**The problem:** Reproduce the entries below verbatim, from the line with "target: wooden desk" to the line with "191 144 L 182", both lines included.

**Supplied entries:**
--- Begin ---
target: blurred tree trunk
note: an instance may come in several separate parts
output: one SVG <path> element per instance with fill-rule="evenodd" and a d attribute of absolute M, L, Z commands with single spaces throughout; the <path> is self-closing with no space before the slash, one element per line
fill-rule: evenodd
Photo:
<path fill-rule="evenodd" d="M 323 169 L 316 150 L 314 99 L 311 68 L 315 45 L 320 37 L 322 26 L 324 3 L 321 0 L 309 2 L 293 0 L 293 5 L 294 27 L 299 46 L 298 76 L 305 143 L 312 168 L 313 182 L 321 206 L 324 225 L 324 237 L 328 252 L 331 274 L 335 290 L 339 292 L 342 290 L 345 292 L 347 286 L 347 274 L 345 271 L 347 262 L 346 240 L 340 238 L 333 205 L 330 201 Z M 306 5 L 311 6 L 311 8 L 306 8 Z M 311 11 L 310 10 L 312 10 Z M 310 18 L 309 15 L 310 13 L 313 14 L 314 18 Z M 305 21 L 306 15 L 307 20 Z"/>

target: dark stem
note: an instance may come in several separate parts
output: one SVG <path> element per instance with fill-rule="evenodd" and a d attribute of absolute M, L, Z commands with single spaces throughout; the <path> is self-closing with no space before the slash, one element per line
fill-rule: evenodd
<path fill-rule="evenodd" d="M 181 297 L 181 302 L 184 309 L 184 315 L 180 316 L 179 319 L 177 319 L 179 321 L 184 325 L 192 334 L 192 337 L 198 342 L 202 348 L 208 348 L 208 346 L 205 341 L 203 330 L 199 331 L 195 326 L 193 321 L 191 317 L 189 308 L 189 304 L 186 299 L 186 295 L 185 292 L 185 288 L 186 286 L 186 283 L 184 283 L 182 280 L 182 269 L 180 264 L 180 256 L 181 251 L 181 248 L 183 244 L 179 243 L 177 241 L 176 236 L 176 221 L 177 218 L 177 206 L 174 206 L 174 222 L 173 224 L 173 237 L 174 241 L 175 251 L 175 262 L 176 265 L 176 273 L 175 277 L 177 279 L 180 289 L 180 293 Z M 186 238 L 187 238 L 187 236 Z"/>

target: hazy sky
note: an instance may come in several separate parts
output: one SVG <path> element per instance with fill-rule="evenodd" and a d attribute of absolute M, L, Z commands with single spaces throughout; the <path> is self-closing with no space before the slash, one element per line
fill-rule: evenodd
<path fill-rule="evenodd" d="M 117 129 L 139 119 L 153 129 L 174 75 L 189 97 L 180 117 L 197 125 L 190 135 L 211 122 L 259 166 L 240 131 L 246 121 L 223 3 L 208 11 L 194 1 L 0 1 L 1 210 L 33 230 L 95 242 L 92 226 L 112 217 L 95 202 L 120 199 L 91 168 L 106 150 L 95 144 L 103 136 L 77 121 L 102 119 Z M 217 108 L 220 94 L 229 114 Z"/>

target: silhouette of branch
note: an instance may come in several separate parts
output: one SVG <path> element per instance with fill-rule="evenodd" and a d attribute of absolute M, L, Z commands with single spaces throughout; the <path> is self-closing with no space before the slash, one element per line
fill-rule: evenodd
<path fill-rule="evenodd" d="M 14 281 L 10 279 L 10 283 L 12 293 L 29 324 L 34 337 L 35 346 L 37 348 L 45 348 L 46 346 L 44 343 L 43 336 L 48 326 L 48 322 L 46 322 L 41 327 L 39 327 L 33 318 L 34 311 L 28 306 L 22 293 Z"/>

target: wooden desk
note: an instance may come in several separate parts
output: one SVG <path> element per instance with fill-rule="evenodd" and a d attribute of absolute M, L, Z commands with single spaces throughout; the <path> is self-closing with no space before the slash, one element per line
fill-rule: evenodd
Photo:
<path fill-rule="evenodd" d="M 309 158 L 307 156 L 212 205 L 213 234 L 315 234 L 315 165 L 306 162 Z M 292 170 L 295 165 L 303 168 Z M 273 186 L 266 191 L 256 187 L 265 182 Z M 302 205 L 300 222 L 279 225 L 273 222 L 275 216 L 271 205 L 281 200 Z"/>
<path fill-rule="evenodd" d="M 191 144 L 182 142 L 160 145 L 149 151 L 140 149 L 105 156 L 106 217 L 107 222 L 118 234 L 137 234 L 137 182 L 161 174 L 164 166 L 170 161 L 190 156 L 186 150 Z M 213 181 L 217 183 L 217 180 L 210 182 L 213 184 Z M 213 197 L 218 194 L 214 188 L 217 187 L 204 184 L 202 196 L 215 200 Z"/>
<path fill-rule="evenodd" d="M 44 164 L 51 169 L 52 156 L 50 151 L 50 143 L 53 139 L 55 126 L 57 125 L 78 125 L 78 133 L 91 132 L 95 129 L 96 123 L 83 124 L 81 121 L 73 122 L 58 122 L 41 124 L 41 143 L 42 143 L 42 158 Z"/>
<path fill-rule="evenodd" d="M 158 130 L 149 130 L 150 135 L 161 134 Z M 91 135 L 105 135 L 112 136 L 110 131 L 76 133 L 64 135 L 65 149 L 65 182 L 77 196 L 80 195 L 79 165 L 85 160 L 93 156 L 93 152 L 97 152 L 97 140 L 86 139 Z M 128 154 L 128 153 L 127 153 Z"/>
--- End ---
**Task response:**
target: wooden desk
note: an instance may come in several separate parts
output: one SVG <path> element per instance with fill-rule="evenodd" and a d attribute of absolute M, L, Z commands with single spaces throughout; the <path> is self-closing with no space before the slash, one element per line
fill-rule: evenodd
Photo:
<path fill-rule="evenodd" d="M 309 158 L 307 156 L 212 205 L 213 234 L 315 234 L 315 165 L 306 162 Z M 292 170 L 295 165 L 303 168 Z M 273 186 L 266 191 L 256 187 L 265 182 Z M 302 205 L 300 222 L 279 225 L 273 222 L 275 216 L 271 205 L 281 200 Z"/>
<path fill-rule="evenodd" d="M 191 144 L 182 142 L 160 145 L 149 151 L 140 149 L 105 156 L 106 217 L 107 222 L 118 234 L 137 234 L 137 182 L 161 174 L 164 166 L 170 161 L 190 156 L 186 150 Z M 213 181 L 217 183 L 217 180 L 210 182 L 213 184 Z M 213 197 L 218 194 L 214 188 L 217 187 L 204 184 L 202 196 L 215 200 Z"/>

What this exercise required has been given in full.